## TRECHO DE TEXTO
○ ○ ○ ○
Hique Gomez: ‘As leis de incentivo dão lucro para os cofres públicos, por isso que elas existem’

Por
Luís Gomes
[email protected]
Hique Gomez é o convidado de estreia do De Poa
Hique Gomez é o convidado de estreia do De Poa

O podcast do Sul21 tem novidades em 2023. Agora, ele passa a ser transmitido em vídeo, em parceria com a Cubo Play. O De Quinta também passa a se chamar “De Poa“, pois irá tratar de temas que envolvem e se relacionam com a cidade de Porto Alegre. No programa de estreia, que vai ao ar nesta quinta-feira (20), o De Poa recebe um dos personagens mais marcantes da cultura porto-alegrense nos últimos 40 anos, cuja trajetória se confunde com a própria história cultural da cidade, o violinista, compositor, ator e diretor Hique Gomez.

Em um bate-papo com os jornalistas Luís Eduardo Gomes e Luciano Velleda, do Sul21, gravado na sede da Cubo Play, Hique fala sobre a relação dele com a cidade, a relação dele com o Theatro São Pedro, como foi continuar suas produções e retornar a Sbørnia após a morte do parceiro de Tangos & Tragédias, Nico Nicolaiewsky, em 2014, sobre a importância das leis de incentivo à cultura, entre outros temas.

Você pode conferir a íntegra na Cubo Play (abaixo).

A seguir, confira alguns dos principais trechos da conversa:

Luís Gomes: Hique, como é que é a tua relação com Porto Alegre? Tu tem uma história que se se confunde, de certa forma, com a cultura da nossa cidade. São décadas de apresentações, de temporadas. Como é que é pra ti essa relação com a nossa cidade?
○ ○ ○ ○
(Trechos de conjunto de dados de apontamento)

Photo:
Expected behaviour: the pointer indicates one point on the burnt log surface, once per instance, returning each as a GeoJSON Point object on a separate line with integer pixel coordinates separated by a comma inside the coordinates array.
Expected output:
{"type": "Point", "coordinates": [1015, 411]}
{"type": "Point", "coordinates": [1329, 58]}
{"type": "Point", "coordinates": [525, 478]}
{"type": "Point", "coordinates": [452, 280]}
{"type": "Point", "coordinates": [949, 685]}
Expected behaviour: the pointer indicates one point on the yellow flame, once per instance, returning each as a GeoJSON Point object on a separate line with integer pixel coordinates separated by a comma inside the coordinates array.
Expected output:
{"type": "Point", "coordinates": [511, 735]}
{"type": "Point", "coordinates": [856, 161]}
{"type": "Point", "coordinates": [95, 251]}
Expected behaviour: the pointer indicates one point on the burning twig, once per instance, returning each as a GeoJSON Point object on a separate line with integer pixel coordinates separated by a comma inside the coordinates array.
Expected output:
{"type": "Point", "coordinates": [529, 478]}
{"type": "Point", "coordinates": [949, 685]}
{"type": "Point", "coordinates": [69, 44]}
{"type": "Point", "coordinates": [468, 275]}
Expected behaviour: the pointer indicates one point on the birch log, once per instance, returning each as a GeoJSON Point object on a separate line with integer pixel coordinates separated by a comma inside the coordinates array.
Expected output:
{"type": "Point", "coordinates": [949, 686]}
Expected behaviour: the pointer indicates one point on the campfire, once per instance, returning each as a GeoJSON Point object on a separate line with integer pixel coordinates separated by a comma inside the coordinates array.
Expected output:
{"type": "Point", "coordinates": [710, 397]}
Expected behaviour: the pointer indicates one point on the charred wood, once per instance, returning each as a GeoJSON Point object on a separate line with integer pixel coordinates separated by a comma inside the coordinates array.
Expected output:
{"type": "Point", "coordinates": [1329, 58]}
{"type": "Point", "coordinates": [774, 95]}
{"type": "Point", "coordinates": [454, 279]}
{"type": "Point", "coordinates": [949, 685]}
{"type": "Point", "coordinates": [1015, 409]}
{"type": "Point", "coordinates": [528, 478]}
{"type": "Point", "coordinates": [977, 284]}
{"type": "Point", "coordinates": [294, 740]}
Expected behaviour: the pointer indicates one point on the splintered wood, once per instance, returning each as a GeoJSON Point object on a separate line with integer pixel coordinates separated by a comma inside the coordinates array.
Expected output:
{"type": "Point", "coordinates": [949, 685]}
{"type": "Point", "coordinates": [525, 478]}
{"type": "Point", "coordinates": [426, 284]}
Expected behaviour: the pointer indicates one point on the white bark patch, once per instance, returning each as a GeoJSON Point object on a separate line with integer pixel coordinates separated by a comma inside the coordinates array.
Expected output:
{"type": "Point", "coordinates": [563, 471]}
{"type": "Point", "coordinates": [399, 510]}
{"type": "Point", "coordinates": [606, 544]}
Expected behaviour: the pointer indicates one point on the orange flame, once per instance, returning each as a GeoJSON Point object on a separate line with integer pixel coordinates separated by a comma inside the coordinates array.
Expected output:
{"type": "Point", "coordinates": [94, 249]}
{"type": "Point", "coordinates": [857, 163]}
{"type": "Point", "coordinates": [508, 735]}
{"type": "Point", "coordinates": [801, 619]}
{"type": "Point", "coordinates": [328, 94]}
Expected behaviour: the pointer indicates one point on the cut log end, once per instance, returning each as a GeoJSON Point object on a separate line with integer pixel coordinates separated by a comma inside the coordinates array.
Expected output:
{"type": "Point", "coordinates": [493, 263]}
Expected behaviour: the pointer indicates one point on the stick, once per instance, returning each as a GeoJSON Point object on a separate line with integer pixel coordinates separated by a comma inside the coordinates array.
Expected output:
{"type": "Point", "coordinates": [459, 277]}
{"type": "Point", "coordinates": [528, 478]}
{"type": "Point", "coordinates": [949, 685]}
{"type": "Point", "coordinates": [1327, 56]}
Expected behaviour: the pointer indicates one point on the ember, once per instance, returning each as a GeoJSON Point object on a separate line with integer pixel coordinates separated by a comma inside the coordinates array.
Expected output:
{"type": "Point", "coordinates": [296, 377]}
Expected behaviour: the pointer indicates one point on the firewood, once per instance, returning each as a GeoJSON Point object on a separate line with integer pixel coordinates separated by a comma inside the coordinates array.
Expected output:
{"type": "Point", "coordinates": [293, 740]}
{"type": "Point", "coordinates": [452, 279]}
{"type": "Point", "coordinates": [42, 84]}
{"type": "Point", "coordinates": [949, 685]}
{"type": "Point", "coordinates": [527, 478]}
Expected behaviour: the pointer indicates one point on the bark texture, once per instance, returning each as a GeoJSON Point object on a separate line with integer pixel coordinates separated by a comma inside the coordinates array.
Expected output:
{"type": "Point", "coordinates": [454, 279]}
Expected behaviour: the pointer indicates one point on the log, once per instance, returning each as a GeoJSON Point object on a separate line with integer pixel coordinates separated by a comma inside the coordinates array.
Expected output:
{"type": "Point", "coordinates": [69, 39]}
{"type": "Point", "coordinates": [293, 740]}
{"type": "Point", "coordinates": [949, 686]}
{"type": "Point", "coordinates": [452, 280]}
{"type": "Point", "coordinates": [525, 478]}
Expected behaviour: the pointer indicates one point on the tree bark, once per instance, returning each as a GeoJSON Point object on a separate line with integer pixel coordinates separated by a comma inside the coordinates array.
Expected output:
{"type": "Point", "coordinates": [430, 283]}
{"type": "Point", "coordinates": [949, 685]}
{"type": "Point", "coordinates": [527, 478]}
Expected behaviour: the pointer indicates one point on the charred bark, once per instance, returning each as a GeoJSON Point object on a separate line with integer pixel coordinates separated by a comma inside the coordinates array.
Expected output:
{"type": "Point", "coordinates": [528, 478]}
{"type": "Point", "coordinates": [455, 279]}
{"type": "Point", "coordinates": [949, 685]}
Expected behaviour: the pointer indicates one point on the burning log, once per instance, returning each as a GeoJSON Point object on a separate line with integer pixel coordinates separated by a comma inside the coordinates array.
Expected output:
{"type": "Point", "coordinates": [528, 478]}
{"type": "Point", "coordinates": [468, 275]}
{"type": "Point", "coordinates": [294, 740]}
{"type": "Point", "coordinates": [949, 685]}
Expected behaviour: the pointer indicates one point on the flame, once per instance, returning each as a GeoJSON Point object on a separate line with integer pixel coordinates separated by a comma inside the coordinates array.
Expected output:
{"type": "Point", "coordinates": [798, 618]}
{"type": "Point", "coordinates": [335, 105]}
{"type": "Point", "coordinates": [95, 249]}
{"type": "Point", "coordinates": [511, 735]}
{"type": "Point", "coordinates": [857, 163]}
○ ○ ○ ○
## PEDIDO ESCRITO
Responda com base no texto sobre o podcast De Poa:
1. Em parceria com qual empresa o podcast passa a ser transmitido em vídeo?
2. Qual era o nome anterior do podcast?
3. Em que ano morreu Nico Nicolaiewsky?

## RESPOSTA AO PROBLEMA
1. Cubo Play.
2. De Quinta.
3. 2014.